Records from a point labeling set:
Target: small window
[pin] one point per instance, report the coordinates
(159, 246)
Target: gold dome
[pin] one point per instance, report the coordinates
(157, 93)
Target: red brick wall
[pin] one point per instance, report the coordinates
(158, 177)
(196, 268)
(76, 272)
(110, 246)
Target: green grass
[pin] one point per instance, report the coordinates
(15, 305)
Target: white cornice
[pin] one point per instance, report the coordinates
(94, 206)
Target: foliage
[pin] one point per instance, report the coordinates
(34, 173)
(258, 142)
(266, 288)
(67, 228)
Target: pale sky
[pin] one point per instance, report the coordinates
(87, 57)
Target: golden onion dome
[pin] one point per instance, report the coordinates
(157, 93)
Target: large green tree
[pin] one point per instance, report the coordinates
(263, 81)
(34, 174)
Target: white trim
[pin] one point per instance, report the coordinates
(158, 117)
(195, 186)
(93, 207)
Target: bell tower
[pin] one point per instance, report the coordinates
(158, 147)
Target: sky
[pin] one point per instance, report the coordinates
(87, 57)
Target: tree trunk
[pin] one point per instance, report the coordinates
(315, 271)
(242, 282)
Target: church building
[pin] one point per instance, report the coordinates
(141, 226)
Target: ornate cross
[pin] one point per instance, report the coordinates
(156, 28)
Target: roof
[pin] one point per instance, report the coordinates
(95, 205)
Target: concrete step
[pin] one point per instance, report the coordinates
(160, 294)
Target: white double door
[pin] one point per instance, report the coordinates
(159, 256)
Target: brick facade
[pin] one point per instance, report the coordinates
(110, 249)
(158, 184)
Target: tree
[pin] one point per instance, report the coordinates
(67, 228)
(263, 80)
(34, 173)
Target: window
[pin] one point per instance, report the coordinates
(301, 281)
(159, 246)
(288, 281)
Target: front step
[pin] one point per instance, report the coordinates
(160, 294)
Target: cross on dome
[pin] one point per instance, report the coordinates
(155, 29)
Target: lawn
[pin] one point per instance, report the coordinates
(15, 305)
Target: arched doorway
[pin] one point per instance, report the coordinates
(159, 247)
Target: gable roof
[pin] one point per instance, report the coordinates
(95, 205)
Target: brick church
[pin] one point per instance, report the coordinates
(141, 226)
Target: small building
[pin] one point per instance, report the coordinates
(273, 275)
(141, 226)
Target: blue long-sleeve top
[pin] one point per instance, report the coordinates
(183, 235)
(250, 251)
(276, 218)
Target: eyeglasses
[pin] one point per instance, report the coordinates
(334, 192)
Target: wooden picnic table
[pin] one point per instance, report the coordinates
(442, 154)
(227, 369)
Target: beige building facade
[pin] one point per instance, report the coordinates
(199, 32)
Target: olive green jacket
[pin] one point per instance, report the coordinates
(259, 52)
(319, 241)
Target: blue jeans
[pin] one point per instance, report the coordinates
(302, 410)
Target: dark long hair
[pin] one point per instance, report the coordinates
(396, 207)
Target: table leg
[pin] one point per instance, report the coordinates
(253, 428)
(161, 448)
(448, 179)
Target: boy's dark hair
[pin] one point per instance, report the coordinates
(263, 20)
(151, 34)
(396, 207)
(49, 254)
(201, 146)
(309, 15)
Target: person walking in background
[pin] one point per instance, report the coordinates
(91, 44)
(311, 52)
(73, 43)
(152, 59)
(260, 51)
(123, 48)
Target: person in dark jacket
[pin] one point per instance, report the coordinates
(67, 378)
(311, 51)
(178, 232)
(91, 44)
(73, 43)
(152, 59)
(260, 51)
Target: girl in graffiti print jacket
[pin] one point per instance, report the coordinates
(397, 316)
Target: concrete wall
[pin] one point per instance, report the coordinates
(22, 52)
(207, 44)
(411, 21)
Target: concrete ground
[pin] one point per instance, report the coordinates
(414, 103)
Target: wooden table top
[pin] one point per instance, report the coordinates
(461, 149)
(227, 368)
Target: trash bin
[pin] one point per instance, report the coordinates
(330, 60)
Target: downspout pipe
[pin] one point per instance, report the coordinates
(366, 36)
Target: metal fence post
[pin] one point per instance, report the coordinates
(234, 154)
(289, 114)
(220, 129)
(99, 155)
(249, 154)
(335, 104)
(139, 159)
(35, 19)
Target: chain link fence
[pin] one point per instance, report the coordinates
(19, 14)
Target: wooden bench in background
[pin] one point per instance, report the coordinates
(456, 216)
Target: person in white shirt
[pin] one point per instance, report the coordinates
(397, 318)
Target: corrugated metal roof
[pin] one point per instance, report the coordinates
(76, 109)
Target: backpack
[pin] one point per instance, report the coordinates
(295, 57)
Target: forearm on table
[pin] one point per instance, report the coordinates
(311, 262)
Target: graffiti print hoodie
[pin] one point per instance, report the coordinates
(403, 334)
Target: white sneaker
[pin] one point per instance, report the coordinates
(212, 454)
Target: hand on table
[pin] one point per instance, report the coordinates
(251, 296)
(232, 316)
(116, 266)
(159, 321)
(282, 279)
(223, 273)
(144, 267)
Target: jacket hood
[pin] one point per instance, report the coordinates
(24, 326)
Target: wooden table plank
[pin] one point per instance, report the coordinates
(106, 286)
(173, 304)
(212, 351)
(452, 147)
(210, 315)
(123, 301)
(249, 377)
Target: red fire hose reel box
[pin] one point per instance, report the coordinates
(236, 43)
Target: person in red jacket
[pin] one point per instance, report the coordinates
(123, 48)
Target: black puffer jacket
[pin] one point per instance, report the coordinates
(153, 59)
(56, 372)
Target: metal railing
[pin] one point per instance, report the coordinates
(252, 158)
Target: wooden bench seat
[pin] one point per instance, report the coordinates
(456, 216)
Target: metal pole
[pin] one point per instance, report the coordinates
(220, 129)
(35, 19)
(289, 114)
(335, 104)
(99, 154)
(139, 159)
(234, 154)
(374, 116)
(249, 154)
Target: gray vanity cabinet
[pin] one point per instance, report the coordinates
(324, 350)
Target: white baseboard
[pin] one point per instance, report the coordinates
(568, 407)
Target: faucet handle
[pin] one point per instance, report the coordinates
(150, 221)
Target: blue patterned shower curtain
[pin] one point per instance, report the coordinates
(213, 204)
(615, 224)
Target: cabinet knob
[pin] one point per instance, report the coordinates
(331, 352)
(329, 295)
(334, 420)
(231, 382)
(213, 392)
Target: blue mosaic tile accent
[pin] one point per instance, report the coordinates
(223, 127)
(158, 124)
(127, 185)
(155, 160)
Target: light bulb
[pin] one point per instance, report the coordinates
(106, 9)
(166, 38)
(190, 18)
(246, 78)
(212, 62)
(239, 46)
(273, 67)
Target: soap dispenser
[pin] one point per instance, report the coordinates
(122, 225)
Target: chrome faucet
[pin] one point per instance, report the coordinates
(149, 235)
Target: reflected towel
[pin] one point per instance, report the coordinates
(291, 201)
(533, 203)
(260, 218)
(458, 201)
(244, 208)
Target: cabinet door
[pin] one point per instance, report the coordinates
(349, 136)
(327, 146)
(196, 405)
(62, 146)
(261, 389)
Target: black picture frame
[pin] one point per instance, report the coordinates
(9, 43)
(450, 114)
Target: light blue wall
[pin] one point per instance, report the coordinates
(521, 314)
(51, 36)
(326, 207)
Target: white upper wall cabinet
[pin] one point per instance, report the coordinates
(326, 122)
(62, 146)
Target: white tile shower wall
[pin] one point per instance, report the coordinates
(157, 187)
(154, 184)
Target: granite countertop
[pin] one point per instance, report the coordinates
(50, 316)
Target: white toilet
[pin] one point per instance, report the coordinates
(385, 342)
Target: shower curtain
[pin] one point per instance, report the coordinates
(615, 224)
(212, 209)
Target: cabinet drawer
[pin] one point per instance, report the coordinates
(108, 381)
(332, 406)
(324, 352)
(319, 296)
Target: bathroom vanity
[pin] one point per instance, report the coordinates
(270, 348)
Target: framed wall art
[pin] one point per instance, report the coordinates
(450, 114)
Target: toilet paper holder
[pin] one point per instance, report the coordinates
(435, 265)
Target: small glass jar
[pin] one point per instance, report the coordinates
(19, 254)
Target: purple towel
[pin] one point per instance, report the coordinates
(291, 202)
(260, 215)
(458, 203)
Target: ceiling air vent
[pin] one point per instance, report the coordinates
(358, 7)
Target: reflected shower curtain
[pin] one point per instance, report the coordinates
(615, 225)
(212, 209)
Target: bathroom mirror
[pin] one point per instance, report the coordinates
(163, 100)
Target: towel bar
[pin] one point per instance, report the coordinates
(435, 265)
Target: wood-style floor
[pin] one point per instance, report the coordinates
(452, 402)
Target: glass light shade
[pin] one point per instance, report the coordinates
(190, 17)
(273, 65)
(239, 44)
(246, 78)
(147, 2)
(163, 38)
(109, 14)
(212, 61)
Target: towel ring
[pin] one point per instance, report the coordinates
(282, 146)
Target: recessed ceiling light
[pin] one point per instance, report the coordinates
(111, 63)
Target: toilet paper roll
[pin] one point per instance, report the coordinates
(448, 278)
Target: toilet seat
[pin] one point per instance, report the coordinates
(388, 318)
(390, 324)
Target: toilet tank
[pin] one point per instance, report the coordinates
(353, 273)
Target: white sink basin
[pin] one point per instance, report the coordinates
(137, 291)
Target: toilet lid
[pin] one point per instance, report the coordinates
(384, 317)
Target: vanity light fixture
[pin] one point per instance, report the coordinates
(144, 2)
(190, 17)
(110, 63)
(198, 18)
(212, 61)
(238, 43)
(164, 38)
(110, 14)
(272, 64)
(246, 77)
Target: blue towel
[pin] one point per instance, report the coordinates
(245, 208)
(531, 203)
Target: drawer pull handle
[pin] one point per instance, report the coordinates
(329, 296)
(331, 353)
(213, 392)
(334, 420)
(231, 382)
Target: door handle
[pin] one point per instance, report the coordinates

**Task to complete**
Copy exactly the line containing "Target: small glass jar" and every line after it, ending with the last line of the records above.

**Complete answer**
Target: small glass jar
[pin] one point per instance, report the coordinates
(19, 254)
Target: purple towel
[pin] one point per instance, report the coordinates
(291, 202)
(260, 215)
(458, 203)
Target: ceiling air vent
[pin] one point per instance, report the coordinates
(358, 7)
Target: reflected shower curtain
[pin] one point per instance, report the coordinates
(615, 225)
(212, 209)
Target: bathroom mirror
[pin] one point per instance, report the coordinates
(163, 100)
Target: towel bar
[pin] one point per instance, report the coordinates
(435, 265)
Target: wood-style floor
[pin] one point per instance, report the coordinates
(452, 402)
Target: glass light shade
[pin] one point per instance, report the coordinates
(190, 17)
(273, 65)
(239, 44)
(246, 78)
(147, 2)
(163, 38)
(109, 14)
(212, 61)
Target: towel ring
[pin] one point per instance, report the coordinates
(282, 146)
Target: recessed ceiling light
[pin] one point per instance, report the coordinates
(111, 63)
Target: toilet paper roll
[pin] one point per instance, report the coordinates
(448, 278)
Target: toilet seat
[pin] one point per instance, report the coordinates
(388, 318)
(390, 324)
Target: toilet tank
[pin] one point per instance, report the coordinates
(353, 273)
Target: white sink basin
[pin] one point per instance, report the coordinates
(137, 291)
Target: toilet lid
[pin] one point per instance, report the coordinates
(384, 317)
Target: vanity light fixture
[pin] one point per instance, report the coordinates
(144, 2)
(190, 17)
(110, 63)
(198, 18)
(212, 61)
(238, 43)
(164, 38)
(110, 14)
(272, 64)
(246, 77)
Target: blue towel
[pin] one point per instance, report the coordinates
(245, 208)
(531, 203)
Target: drawer pull handle
[pin] one point per instance, report the coordinates
(329, 296)
(331, 353)
(213, 392)
(334, 420)
(231, 382)
Target: door handle
[pin] one point per instance, report the coordinates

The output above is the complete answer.